[The problem]
The response must contain every line from the records below that has "jeans".

[Information shown]
# # # #

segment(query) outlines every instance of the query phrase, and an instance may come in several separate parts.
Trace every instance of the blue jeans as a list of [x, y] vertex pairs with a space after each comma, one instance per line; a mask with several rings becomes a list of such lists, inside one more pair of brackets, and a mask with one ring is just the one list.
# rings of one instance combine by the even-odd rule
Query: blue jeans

# # # #

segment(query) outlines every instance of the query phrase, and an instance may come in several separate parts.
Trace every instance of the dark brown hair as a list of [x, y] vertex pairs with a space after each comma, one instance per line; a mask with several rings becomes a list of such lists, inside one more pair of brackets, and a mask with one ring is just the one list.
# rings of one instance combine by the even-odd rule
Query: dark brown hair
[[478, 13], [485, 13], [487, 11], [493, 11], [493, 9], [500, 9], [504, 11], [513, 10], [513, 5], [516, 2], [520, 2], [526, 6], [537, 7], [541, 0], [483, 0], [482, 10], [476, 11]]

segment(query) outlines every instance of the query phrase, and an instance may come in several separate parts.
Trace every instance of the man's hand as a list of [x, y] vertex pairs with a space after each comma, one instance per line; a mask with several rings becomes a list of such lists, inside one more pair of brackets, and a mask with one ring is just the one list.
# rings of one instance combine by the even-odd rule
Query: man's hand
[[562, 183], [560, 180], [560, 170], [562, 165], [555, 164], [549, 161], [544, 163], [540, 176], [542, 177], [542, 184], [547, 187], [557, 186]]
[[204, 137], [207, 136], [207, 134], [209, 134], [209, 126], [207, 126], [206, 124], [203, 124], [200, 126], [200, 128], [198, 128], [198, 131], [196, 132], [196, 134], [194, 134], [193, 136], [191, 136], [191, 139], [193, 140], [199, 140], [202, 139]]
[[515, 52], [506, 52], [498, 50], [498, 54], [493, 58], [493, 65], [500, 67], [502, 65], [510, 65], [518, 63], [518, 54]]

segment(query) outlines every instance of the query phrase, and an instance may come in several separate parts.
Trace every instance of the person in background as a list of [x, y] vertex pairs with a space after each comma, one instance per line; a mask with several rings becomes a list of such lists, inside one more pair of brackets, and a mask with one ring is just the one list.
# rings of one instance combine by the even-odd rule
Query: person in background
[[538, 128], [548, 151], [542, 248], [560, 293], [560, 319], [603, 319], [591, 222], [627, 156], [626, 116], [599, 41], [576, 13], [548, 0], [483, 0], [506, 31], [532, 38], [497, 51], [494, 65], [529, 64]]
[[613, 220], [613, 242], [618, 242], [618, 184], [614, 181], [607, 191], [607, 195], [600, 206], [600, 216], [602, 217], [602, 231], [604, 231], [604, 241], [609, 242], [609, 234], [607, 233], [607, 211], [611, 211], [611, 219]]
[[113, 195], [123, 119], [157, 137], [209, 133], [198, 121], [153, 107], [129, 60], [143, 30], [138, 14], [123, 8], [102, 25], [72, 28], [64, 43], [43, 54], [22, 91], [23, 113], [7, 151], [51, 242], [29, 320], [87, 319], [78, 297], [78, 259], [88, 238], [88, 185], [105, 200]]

# # # #

[Response to this task]
Trace every instance of the blue jeans as a list of [x, y] vertex pairs with a space after each comma, one instance per line; a mask with several rings becomes a list of such lists, inside one more pair of brackets, and a mask with one ring is just the one list.
Query: blue jeans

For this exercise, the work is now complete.